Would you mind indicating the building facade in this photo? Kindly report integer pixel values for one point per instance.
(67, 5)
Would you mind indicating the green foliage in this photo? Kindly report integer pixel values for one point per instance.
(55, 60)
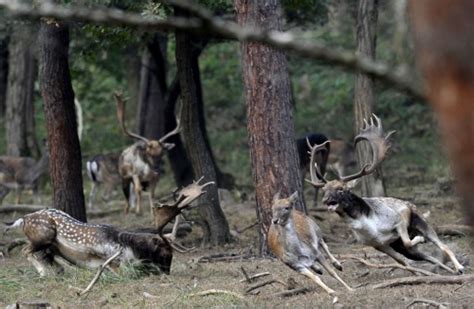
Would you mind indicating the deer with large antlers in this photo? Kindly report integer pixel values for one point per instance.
(388, 224)
(140, 163)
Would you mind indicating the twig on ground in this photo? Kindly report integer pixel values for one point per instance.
(99, 272)
(429, 302)
(425, 280)
(214, 292)
(411, 269)
(253, 277)
(262, 284)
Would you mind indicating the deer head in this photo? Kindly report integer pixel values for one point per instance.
(154, 149)
(337, 192)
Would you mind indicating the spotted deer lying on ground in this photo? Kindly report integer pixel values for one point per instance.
(296, 240)
(52, 233)
(140, 163)
(103, 171)
(388, 224)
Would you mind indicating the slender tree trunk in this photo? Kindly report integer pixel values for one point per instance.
(372, 185)
(216, 229)
(269, 114)
(20, 90)
(3, 74)
(443, 39)
(58, 97)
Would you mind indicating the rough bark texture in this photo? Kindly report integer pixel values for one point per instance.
(372, 185)
(445, 44)
(269, 114)
(20, 89)
(3, 74)
(58, 97)
(216, 229)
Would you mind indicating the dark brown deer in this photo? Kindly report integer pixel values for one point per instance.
(52, 233)
(297, 241)
(22, 173)
(388, 224)
(103, 171)
(140, 163)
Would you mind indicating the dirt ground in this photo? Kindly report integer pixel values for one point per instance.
(190, 275)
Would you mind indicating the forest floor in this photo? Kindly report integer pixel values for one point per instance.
(190, 274)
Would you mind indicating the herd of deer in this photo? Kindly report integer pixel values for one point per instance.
(389, 225)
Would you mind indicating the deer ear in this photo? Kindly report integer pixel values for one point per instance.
(294, 197)
(352, 184)
(168, 146)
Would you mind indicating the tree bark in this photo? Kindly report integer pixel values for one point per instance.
(269, 114)
(216, 229)
(58, 97)
(3, 74)
(20, 90)
(372, 185)
(443, 39)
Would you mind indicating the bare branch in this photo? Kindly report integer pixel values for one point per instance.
(209, 24)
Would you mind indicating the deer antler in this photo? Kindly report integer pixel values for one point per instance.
(379, 143)
(317, 179)
(121, 116)
(176, 130)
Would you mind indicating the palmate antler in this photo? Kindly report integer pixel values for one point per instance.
(379, 143)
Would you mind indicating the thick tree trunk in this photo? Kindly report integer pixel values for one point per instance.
(372, 185)
(443, 39)
(269, 114)
(216, 229)
(3, 74)
(58, 97)
(20, 90)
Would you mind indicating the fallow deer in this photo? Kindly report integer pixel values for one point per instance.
(388, 224)
(140, 163)
(103, 171)
(22, 173)
(296, 240)
(302, 146)
(52, 233)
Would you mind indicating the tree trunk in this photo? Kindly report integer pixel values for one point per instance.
(216, 229)
(443, 39)
(3, 74)
(20, 90)
(372, 185)
(269, 114)
(58, 97)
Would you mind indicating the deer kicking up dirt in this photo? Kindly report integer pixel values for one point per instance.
(388, 224)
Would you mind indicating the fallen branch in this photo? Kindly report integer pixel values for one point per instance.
(209, 24)
(429, 302)
(425, 280)
(411, 269)
(253, 277)
(262, 284)
(214, 292)
(99, 272)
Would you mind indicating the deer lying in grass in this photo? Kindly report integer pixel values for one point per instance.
(388, 224)
(296, 240)
(140, 163)
(22, 173)
(103, 171)
(52, 233)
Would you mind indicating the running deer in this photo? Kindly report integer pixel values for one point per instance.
(388, 224)
(140, 163)
(22, 173)
(296, 240)
(103, 171)
(52, 233)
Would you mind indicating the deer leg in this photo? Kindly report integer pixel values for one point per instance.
(306, 272)
(334, 261)
(321, 260)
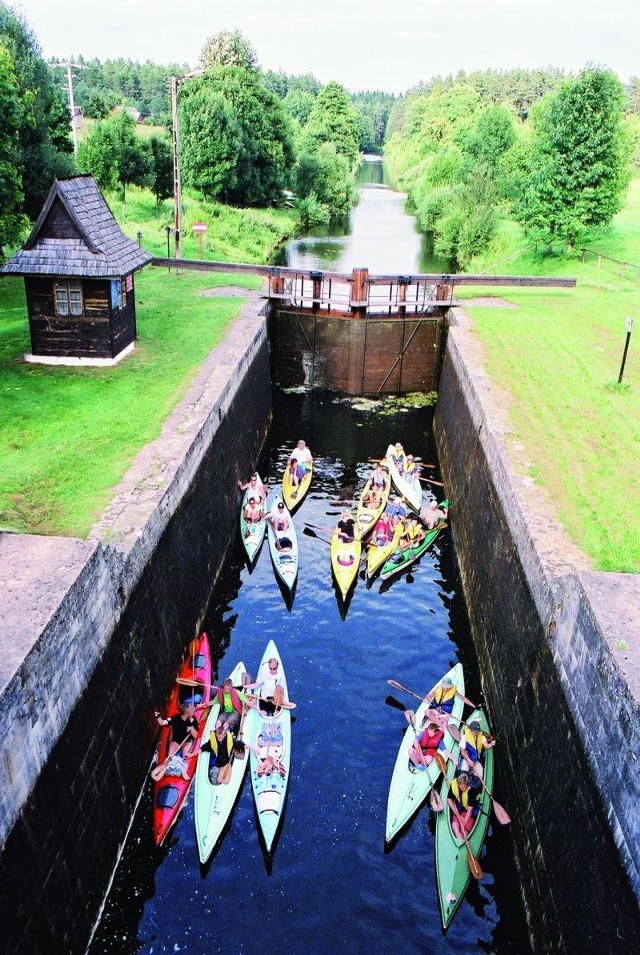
◆ ◆ ◆
Restate each line above exactly, keeping pictures out.

■ TASK SOLUTION ■
Would you mind indicating the building facade in this photo? Kindly report integer pixel values for one point per instance.
(67, 5)
Would you mind indicating the green foliage in this photo? Kindly report integer pixel values for one point per instance.
(55, 60)
Would you mind indicating the deer with large antlers in this photo? Kindly report integer pixel values for one point per instance.
(388, 224)
(140, 163)
Would you mind indicating the twig on ground in this photo? Kindly report integer pixel values for one point per instance.
(99, 272)
(429, 302)
(425, 280)
(214, 292)
(411, 269)
(253, 277)
(262, 284)
Would you mind indicating the deer head in this photo? Kindly report integer pixel values for one point per instance.
(154, 149)
(337, 192)
Would you mind indicating the spotted deer lying on ground in this photo? Kindly report integer pixel values for one point per instance.
(296, 240)
(52, 233)
(140, 163)
(103, 171)
(388, 224)
Would you mind indicating the slender tree trunk in this photo? Kindly report integer pixel values for one point per instance.
(372, 185)
(216, 229)
(269, 114)
(20, 90)
(3, 74)
(443, 39)
(58, 97)
Would you mind indicating the rough bark texture in this photo? Kindly report integer pixel values for one point per instance.
(372, 185)
(445, 44)
(269, 114)
(20, 89)
(3, 74)
(58, 97)
(216, 229)
Would you mind indicating the dark brown deer in this photo? Kindly report integer pixel values for one point per instance.
(52, 233)
(297, 241)
(22, 173)
(388, 224)
(103, 171)
(140, 163)
Would you mind indicating the dirt ground in this photo? Kindly report integer pixel values for one point per instance.
(190, 275)
Would you mind indicating the forest floor in this photo? Kindly report integer pixel values for one point per instance.
(190, 274)
Would you mind indicating the herd of deer in this photo? Kindly report integer pixel values for one point per instance.
(389, 225)
Would you mind indicating the deer ear in this photo? Kindly report integer pixel values for one point per instance.
(294, 197)
(352, 184)
(168, 146)
Would you mind indicating the tree bark in this photo? Kindly report integer pixel values for one point per instance.
(269, 114)
(216, 229)
(58, 97)
(3, 74)
(20, 90)
(372, 185)
(443, 39)
Would you mind indicating the bare branch in this photo? Kindly report integer pixel values for one point per instance.
(209, 24)
Would you mind indicating the deer antler in this photo? Kindly report integer pixel values for one point per instance.
(379, 143)
(317, 179)
(121, 116)
(176, 130)
Would you mind indicating the palmate antler in this photo? Kindly report integer pixel values for one point per instance.
(379, 143)
Would you mind indicating the thick tree trunk in this photo? Kindly report integer pixel values for one point per instance.
(372, 185)
(443, 39)
(269, 114)
(216, 229)
(3, 74)
(58, 97)
(20, 90)
Would you mind indicating the fallow deer in this photo? Kindly report integer pixel values for one point per instance.
(388, 224)
(140, 163)
(103, 171)
(22, 173)
(296, 240)
(302, 146)
(52, 233)
Would you mind indicating the tree trunk in this photo? Kindly report integer pixel values for one point per instance.
(216, 229)
(443, 39)
(3, 74)
(20, 90)
(372, 185)
(269, 114)
(58, 97)
Would you mind indicating the deer kicking up dirt in this photo? Kindly report integer pixel values for one point per instance.
(388, 224)
Would you mind indicating the fallen branch in this photo? Kindly report integer pixel values for one point per instance.
(209, 24)
(429, 302)
(425, 280)
(411, 269)
(253, 277)
(262, 284)
(214, 292)
(99, 272)
Would you mind indicating the deer lying in grass in this photo? Kindly report integer pixel values for one point per instance.
(388, 224)
(296, 240)
(140, 163)
(22, 173)
(103, 171)
(52, 233)
Would you mind indicating the running deer in this photo? Kindly report integer pixel values for one point per instance.
(388, 224)
(140, 163)
(22, 173)
(296, 240)
(103, 171)
(52, 233)
Would you mind indicating the deer leg in this photo? Kindly report integer pixel values for one point per instance.
(306, 272)
(334, 261)
(321, 260)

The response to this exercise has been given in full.